**Dataset rows:**
────
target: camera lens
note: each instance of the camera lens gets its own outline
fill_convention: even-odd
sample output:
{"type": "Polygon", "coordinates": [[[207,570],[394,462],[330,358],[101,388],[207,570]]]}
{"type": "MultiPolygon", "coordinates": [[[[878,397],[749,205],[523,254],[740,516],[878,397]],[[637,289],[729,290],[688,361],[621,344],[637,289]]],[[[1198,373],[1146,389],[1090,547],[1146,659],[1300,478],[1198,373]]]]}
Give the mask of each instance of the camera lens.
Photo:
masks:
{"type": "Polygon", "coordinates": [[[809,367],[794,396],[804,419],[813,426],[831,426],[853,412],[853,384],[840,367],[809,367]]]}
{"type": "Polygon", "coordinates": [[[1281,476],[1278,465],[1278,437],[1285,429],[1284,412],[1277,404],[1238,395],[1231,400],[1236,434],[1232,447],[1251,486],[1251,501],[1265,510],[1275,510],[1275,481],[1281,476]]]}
────
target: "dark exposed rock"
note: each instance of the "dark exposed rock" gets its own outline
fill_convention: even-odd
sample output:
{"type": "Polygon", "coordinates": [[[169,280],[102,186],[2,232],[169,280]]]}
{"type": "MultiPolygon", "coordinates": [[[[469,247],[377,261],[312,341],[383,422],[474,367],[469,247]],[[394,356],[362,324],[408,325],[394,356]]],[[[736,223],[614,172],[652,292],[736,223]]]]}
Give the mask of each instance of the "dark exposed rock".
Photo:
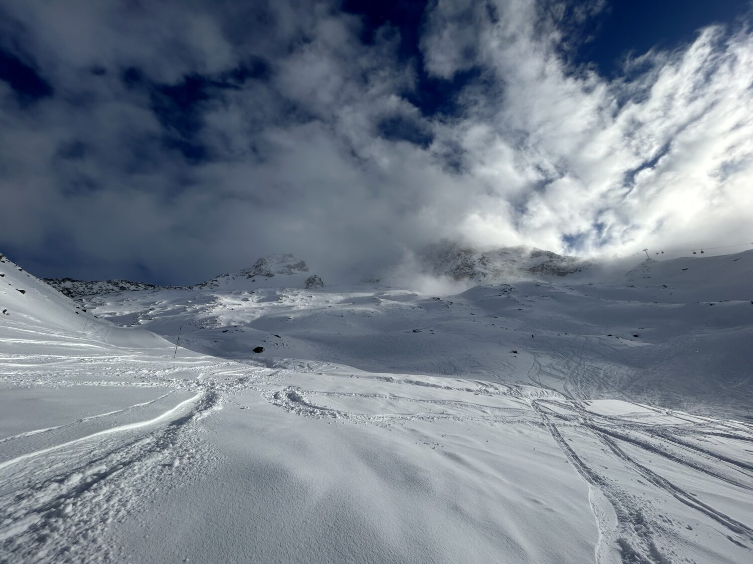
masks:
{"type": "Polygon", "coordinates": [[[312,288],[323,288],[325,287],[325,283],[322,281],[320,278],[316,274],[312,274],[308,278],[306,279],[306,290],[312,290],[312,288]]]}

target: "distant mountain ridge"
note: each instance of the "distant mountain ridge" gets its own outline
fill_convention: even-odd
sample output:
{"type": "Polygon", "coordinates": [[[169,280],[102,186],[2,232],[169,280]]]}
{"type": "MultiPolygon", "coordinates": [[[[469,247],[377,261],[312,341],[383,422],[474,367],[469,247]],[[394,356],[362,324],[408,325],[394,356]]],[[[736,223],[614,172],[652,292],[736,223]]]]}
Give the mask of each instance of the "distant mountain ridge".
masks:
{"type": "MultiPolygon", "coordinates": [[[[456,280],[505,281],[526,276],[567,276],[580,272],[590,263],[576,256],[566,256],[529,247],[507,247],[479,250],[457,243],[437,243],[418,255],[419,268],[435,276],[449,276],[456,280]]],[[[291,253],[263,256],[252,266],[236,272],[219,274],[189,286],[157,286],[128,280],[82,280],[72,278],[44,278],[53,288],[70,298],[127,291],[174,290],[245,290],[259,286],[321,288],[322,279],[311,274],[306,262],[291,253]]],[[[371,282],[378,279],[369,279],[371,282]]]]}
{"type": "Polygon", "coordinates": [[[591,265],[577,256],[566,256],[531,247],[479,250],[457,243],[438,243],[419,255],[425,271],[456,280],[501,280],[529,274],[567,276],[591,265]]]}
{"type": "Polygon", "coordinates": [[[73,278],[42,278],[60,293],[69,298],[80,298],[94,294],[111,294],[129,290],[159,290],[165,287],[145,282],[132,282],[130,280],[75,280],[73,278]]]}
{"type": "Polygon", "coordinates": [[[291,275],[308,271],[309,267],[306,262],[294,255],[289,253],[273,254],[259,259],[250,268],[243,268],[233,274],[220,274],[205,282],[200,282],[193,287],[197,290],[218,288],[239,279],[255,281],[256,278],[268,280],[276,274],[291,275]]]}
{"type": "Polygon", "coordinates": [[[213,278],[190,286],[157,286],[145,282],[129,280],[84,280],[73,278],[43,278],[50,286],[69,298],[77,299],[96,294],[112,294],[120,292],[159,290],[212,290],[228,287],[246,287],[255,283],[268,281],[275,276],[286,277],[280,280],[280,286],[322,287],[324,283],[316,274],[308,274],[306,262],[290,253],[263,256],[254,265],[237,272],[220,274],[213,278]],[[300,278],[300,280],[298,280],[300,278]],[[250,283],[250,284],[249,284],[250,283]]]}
────
**Direction:** Locate every line in the items above that contains the string "note", and copy each of those lines.

**Solution to this task:**
note: each instance of the camera lens gets its own outline
note: each instance of the "dark exposed rock" gets its own outline
note: each instance of the "distant mountain ridge" gets its own outline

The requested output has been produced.